### Aim
Reproduce verbatim the lines below, beginning with the line that contains "locate the tall" and ending with the line that contains "0,277,1147,775", both included.

### Entries provided
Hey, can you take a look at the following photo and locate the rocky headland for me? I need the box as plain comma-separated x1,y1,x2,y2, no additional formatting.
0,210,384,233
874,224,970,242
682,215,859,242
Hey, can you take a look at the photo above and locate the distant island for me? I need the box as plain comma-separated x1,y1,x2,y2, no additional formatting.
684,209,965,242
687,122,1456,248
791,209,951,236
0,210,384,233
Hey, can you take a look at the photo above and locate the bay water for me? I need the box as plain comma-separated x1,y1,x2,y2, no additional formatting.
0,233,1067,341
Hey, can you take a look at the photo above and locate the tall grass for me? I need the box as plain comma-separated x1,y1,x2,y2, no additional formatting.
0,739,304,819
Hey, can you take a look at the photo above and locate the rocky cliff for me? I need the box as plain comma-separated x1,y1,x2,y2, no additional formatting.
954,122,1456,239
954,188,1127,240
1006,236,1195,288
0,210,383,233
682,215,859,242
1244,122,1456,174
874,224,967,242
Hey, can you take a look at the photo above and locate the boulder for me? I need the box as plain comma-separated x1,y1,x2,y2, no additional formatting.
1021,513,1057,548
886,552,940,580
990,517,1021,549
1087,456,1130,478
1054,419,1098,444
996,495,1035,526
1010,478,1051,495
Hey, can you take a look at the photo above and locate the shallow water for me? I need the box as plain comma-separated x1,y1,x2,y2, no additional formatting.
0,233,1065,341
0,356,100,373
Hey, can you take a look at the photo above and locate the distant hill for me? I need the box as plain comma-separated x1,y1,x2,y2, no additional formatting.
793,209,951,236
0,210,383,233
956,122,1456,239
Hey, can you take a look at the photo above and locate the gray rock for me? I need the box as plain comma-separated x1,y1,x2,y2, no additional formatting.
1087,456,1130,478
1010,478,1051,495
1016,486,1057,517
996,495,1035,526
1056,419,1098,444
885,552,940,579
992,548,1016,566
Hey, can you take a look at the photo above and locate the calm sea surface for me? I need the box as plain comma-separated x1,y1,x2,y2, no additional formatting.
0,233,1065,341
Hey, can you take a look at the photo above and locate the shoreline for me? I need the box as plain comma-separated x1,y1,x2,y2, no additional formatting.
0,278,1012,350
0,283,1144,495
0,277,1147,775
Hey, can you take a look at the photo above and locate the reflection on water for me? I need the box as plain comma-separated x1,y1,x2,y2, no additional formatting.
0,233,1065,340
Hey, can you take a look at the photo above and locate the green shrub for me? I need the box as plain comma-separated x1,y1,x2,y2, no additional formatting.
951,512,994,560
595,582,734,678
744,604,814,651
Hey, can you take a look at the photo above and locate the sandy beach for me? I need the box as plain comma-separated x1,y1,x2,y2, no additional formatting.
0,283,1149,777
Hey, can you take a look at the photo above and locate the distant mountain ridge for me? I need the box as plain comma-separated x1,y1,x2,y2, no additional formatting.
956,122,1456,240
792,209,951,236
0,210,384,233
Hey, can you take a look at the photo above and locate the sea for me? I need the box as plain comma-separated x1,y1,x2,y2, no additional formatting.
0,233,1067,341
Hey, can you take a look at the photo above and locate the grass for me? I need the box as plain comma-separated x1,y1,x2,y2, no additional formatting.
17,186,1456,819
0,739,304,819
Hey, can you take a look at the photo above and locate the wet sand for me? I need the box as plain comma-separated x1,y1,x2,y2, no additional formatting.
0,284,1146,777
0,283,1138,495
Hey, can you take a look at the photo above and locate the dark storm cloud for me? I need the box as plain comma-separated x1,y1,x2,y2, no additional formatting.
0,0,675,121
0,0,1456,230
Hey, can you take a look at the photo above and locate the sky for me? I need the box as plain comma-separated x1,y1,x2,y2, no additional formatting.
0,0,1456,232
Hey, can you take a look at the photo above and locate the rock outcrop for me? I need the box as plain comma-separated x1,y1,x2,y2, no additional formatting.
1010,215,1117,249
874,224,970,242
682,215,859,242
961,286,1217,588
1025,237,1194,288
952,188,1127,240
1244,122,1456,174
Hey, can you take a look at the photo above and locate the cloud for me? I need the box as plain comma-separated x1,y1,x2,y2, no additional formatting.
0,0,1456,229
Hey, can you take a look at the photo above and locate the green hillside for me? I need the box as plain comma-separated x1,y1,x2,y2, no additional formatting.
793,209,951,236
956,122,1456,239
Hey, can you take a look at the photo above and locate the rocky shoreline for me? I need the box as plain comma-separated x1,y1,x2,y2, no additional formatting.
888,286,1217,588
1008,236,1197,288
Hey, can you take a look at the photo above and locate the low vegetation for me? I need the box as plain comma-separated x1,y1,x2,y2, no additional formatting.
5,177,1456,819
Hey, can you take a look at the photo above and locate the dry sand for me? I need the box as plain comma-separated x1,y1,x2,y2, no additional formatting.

### Full response
Hey, can you take a look at the photo above and locate the tall grass for me? I need the box as plain comma-separated x1,y1,x2,y2, no additional formatting.
0,739,304,819
Hey, can you take a look at the photo above and locate the rocky cliff for me? I need the box as plain comma-separated x1,y1,x2,y2, no additional formatting.
954,122,1456,239
954,188,1127,240
1006,236,1195,288
0,210,383,233
682,215,859,242
1244,122,1456,174
874,224,967,242
Hey, can you take a look at the photo above and locate the boulder for me? I need the box as plain comma-separated x1,y1,x2,y2, no additional formatting.
1021,513,1057,548
886,552,940,580
990,517,1021,549
1087,456,1130,478
1054,419,1098,444
996,495,1035,526
1010,478,1051,495
Hey, can you take a look at the photo above and locate the shallow water for me? I need the box as plain comma-separated x1,y1,x2,y2, no additional formatting.
0,233,1065,341
0,356,100,373
Hey, can you take a look at the photo above and locate the distant hill for me? I need the box as plain comma-separated x1,y1,x2,y2, no additional formatting.
793,209,951,236
0,210,383,233
956,122,1456,239
Hey, can you take a look at the photo above and locate the gray rock for me? I need the box as plain comma-separated x1,y1,x2,y2, no additional formatting.
1087,456,1130,478
1010,478,1051,495
1016,486,1057,517
996,495,1035,526
1056,419,1098,444
885,552,940,579
992,548,1016,566
Hey, can you take a look at the photo above and locate the calm sea surface for me? I need the box as plain comma-separated x1,y1,x2,y2, no additional formatting.
0,233,1065,341
Hey, can you take a look at the photo above and locate the shoreline for me? I need the box as plain comma-separated x1,y1,x2,y2, no additional formatting.
0,278,1012,350
0,283,1144,495
0,277,1147,775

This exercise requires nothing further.